* SOURCE EXCERPT
Hidden in plain sight

3 ways to capture & practice stories in your everyday life

An idea I become more convinced of each day:

“It's a myth that great storytellers only think of great stories or that insightful people only have brilliant ideas. What they do have is a habit of capturing their experiences and insights, and the patience to filter the majority until the best remain.” — James Clear

With that in mind, let’s explore 3 ways to capture (and practice) stories in your everyday life:

  • Homework For Life

  • The Story Response

  • Copywork (Story Version)

Animated Divider


Only 3 things matter when it comes to a newsletter:

  • Content

  • Growth

  • Monetization

Anything that doesn’t tie directly back to one of those buckets is noise. I learned that lesson after spending 100s of wasted hours on other things.

If you’re starting or getting serious about a newsletter, Jack Raines and I are running the 3rd round of The Newsletter Playbook.

Last year, we taught ~100 students across two cohorts everything we know about launching, growing, and monetizing newsletters. I’m more proud of the 9.1 rating than anything.

* DATASET ENTRIES

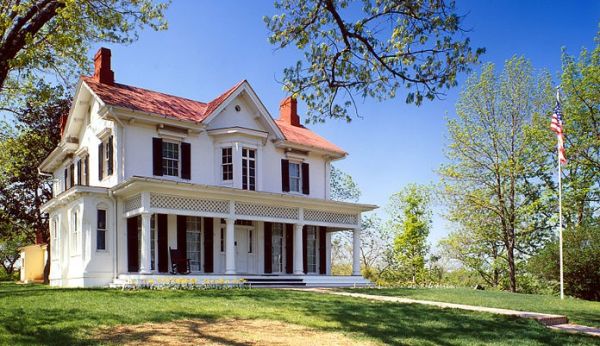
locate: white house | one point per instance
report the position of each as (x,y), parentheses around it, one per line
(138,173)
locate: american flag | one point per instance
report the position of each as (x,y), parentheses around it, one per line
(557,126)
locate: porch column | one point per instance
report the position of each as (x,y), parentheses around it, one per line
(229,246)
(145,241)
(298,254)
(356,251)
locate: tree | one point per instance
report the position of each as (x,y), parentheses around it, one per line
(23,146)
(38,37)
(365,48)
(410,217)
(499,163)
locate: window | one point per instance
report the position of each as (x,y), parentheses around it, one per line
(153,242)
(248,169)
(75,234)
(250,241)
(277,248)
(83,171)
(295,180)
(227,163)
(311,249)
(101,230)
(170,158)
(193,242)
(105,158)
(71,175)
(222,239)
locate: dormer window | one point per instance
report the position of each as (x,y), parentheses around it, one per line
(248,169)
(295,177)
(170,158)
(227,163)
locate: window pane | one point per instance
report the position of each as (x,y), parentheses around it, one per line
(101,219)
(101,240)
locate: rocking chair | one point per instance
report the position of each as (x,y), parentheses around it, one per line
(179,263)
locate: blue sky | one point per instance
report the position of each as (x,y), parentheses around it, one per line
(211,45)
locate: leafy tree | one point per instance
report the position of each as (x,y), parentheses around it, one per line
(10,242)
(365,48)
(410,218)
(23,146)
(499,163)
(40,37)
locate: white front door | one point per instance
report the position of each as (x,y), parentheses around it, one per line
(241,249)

==

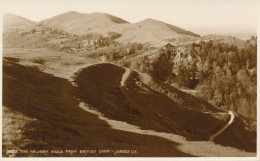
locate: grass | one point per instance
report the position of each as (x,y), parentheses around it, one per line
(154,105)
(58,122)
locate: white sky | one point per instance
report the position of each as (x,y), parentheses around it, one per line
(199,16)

* TASKS TO PERFORM
**A)** In the storytelling newsletter excerpt, which three things does the writer say matter when it comes to a newsletter?
**B)** Please rewrite the storytelling newsletter excerpt between "Only 3 things" and "on other things.", inclusive, swapping "noise" for "distraction".
**C)** Write the next part of the storytelling newsletter excerpt, picking up after its final sentence.

* IN RESPONSE
**A)** Content, growth, and monetization.

**B)**
Only 3 things matter when it comes to a newsletter:

  • Content

  • Growth

  • Monetization

Anything that doesn’t tie directly back to one of those buckets is distraction. I learned that lesson after spending 100s of wasted hours on other things.

**C)**
Today, we’re opening enrollment for up to 30 students for our August cohort. If you want to take your newsletter to the next level and avoid the costly mistakes we made, check it out.

Animated Divider

If you’re reading this newsletter, you probably want to become a better storyteller. That can mean many things — script writing, making videos, giving speeches, writing novels, convincing your boss to give you Friday afternoon off.

But storytelling is like exercising. The more you put in, the more you get back. Don’t confine yourself to one practice.

So, here are 3 practical ways you can practice storytelling daily:

Homework For Life

In Storyworthy, Matthew Dicks lays out his practice called Homework For Life:

  • Divide a journal or spreadsheet into two columns, Date and Story.

  • Each night, write down one story from that day but don’t spend more than five minutes on it.

You can keep it simple. For me, the story can’t be more than three sentences and needs to be as informal as possible. No second drafts allowed.

The practice helps you remember little moments that would otherwise slip past your memory. Then, after a while, those little moments turn into the building blocks of larger stories.

Moments that once lacked meaning and relevance can suddenly be recognized as critical and essential to your life story.

Matthew Dicks

The Story Response

I bet you get asked “How are you?” or “What’s up?” every day.

If you’re like me, then way too often you respond with some variation of “fine” or “good.” Whew. Not sure there could be a more boring response.

I have a challenge for you.

The next time you get asked how you’re doing, respond with a story. Tell them about your trip to the gym. Or about your dog. Or about your crazy neighbor.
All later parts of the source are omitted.